# START OF PROVIDED RECORDS

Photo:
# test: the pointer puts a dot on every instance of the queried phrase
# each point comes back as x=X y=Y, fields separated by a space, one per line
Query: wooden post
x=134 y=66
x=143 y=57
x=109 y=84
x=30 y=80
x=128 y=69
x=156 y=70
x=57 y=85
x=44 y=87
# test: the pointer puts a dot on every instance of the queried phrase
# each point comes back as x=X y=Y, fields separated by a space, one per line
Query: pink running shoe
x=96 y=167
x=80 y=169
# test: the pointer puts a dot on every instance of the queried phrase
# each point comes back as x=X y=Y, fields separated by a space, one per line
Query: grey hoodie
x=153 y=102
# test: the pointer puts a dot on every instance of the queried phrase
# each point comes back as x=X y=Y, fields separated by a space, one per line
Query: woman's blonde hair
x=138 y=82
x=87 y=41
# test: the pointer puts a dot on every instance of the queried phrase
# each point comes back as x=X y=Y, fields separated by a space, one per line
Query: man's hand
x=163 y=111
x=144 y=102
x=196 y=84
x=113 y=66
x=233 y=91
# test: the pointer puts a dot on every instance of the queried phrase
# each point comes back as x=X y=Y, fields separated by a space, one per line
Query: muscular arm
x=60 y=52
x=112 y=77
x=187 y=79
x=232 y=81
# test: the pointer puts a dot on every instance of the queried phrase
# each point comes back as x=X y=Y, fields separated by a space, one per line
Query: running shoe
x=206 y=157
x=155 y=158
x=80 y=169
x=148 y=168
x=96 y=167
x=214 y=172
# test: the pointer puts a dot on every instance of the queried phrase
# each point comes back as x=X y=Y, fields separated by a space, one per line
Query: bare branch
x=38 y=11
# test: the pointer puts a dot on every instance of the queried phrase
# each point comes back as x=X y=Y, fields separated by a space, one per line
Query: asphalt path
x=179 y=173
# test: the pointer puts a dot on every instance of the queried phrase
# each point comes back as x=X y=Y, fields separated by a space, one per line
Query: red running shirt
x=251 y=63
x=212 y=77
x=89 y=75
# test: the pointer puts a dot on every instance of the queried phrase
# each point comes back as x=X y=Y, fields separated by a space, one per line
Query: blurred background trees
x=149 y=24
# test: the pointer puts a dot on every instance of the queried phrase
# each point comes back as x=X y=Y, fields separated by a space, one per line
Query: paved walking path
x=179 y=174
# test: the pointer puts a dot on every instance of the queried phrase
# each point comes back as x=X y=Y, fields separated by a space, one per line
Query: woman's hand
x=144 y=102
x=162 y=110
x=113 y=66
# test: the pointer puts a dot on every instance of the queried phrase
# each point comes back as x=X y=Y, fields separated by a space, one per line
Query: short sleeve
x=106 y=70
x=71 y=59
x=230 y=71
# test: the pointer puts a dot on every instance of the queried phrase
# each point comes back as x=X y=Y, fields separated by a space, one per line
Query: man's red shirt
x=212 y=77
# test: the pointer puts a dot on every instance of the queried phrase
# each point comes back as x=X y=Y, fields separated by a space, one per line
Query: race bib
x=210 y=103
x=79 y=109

# END OF PROVIDED RECORDS

### TASK TO CARRY OUT
Write out the listing once more, matching it exactly.

### COMPLETE OUTPUT
Photo:
# test: the pointer puts a dot on every instance of the queried phrase
# each point comes back as x=X y=Y, fields separated by a space, one per line
Query: wooden post
x=134 y=66
x=143 y=57
x=109 y=84
x=30 y=80
x=128 y=69
x=156 y=70
x=57 y=85
x=44 y=87
# test: the pointer puts a dot on every instance of the queried phrase
# each point comes back as x=X y=Y, fields separated by a space, one per line
Query: pink running shoe
x=96 y=167
x=80 y=169
# test: the pointer puts a dot on every instance of the queried phrase
# each point comes back as x=X y=Y, fields separated by a space, one per line
Query: grey hoodie
x=153 y=102
# test: the pointer puts a dot on every instance of the queried phrase
# each point comes back as x=X y=Y, fields separated by a space, one per line
Query: woman's blonde hair
x=138 y=82
x=87 y=41
# test: the pointer puts a dot on every instance of the queried phrase
# each point comes back as x=X y=Y, fields separated by a space, one per line
Query: man's hand
x=163 y=111
x=144 y=102
x=196 y=84
x=113 y=66
x=233 y=91
# test: the pointer puts a dot on every instance of the queried phrase
# each point comes back as x=X y=Y, fields separated by a space, one per line
Query: muscular arm
x=60 y=52
x=112 y=77
x=187 y=79
x=232 y=81
# test: the pointer puts a dot on every instance of the queried phrase
# each point comes back as x=X y=Y, fields separated by a space, one per line
Query: running shoe
x=206 y=157
x=155 y=158
x=80 y=169
x=148 y=168
x=96 y=167
x=214 y=172
# test: the pointer puts a dot on every instance of the queried phrase
# each point comes back as x=X y=Y, fields separated by a space, one per line
Query: bare branch
x=38 y=11
# test: the pointer puts a dot on every instance of the queried phrase
# each point comes back as x=X y=Y, fields separated by a space, one per line
Query: asphalt path
x=179 y=173
# test: the pointer puts a dot on every instance of the queried phrase
# each point comes back as x=X y=Y, fields separated by a space, one per line
Query: red running shirt
x=251 y=63
x=212 y=77
x=89 y=75
# test: the pointer puts a dot on every instance of the queried phrase
# each point comes back as x=X y=Y, fields separated by a space, one per line
Query: blurred background trees
x=149 y=24
# test: the pointer puts a dot on every instance of the queried phrase
# each point comes back as x=X y=Y, fields separated by a space, one per line
Query: paved walking path
x=179 y=174
# test: the pointer puts a dot on every instance of the queried phrase
# each point comes back as x=X y=Y, fields separated by a space, one per line
Query: woman's hand
x=144 y=102
x=162 y=110
x=113 y=66
# test: the pointer puts a dot on every instance of the queried phrase
# each point comes back as x=X y=Y, fields separated by a space, one per line
Query: short sleeve
x=106 y=70
x=71 y=59
x=230 y=71
# test: the pointer puts a dot on every instance of the queried phrase
# each point comes back as x=X y=Y, fields separated by a space, one per line
Query: man's red shirt
x=212 y=77
# test: the pointer puts a dot on every instance of the queried phrase
# each point comes back as x=X y=Y, fields separated by a space, one per line
Query: race bib
x=210 y=103
x=79 y=109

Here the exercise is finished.